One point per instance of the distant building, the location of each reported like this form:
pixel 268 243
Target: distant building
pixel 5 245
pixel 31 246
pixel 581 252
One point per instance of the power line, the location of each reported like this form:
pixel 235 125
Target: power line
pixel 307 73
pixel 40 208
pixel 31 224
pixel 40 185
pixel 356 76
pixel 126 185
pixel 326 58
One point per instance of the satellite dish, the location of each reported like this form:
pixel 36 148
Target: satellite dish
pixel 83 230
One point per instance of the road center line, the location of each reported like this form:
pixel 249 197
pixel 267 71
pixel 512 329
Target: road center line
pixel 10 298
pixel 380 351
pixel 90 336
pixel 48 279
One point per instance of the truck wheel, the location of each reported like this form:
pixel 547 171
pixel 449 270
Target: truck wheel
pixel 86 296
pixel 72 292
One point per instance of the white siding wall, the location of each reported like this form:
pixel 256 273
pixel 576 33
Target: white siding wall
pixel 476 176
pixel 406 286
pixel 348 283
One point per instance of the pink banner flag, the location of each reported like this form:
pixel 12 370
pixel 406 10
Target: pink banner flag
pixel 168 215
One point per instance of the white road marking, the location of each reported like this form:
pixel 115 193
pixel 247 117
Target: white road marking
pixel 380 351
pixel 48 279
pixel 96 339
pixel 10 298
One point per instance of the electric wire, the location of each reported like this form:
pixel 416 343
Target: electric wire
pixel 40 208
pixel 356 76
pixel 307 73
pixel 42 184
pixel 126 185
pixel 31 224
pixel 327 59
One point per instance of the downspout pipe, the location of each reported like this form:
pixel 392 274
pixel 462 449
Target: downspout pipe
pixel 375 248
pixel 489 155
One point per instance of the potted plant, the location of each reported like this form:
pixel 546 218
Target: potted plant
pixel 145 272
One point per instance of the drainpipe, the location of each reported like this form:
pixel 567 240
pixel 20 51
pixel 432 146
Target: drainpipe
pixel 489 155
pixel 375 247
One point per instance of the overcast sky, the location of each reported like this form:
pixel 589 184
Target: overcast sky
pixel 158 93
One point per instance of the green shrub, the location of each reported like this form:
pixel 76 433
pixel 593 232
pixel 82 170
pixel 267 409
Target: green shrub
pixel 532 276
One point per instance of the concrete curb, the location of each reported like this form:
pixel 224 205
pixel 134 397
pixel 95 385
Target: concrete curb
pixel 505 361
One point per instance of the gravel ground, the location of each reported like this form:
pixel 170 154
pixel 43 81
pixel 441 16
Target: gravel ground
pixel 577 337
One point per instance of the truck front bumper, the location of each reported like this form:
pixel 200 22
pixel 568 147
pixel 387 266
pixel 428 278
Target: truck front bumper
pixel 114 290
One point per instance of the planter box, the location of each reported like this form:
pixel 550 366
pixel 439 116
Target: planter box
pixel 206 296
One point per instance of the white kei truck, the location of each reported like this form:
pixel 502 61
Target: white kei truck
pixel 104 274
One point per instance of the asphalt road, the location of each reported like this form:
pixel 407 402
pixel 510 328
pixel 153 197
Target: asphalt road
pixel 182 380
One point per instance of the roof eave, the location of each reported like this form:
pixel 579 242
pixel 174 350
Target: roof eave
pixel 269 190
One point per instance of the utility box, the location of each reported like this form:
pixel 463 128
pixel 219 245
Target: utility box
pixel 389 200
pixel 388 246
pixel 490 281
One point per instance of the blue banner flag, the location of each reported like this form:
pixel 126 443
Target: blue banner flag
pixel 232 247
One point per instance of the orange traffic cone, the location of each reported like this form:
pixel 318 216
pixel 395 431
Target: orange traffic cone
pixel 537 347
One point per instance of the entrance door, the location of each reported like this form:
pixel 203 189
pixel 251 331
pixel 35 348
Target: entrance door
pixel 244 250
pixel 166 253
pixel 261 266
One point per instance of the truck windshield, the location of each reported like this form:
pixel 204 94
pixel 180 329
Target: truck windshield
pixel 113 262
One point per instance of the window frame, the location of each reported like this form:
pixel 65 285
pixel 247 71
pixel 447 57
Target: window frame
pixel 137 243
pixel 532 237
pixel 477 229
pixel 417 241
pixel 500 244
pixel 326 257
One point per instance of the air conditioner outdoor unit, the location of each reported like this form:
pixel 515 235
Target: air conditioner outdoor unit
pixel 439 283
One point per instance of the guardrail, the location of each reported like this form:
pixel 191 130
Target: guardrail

---------------

- _Work request_:
Would you output, from the records above, exactly the run of lines that starts at the line containing "One point per instance of the satellite" and ends at the line containing "pixel 267 409", and only that run?

- _Reply to the task_:
One point per instance of the satellite dish, the location of each reported like this form:
pixel 36 148
Target: satellite dish
pixel 83 230
One point per instance of the road center line, the location of each reported like this form:
pixel 249 197
pixel 267 71
pixel 512 329
Target: road center line
pixel 10 298
pixel 380 351
pixel 90 336
pixel 48 279
One point per instance of the truck wheel, the location of each reported like this form:
pixel 547 171
pixel 449 270
Target: truck wheel
pixel 86 296
pixel 72 292
One point per instance of the white siding wall, the location of each reported like this form:
pixel 256 273
pixel 576 33
Target: white siding wall
pixel 476 176
pixel 406 286
pixel 348 283
One point per instance of the pink banner flag, the location of each reported like this form:
pixel 12 370
pixel 406 10
Target: pink banner flag
pixel 168 215
One point per instance of the white road marking, the location of each reported like this form:
pixel 115 193
pixel 247 117
Target: white road marking
pixel 380 351
pixel 48 279
pixel 96 339
pixel 10 298
One point per instance of the electric wire, the location of each reported like this form:
pixel 416 343
Target: electric wire
pixel 40 208
pixel 356 76
pixel 307 73
pixel 42 184
pixel 126 185
pixel 31 224
pixel 327 59
One point per instance of the downspout pipe, the location of each reported like this form:
pixel 392 274
pixel 462 449
Target: downspout pipe
pixel 375 248
pixel 489 155
One point per instance of the potted plant, the location of each reported like this form:
pixel 546 218
Target: potted plant
pixel 145 272
One point per instance of the drainpipe, the location of each reported like this form:
pixel 567 240
pixel 20 51
pixel 432 146
Target: drainpipe
pixel 489 155
pixel 375 247
One point per instance of the overcast sky, the location of each reported like this form:
pixel 589 184
Target: overcast sky
pixel 158 93
One point per instance of the green shrub, the location of each reported like this form:
pixel 76 433
pixel 593 232
pixel 82 170
pixel 267 409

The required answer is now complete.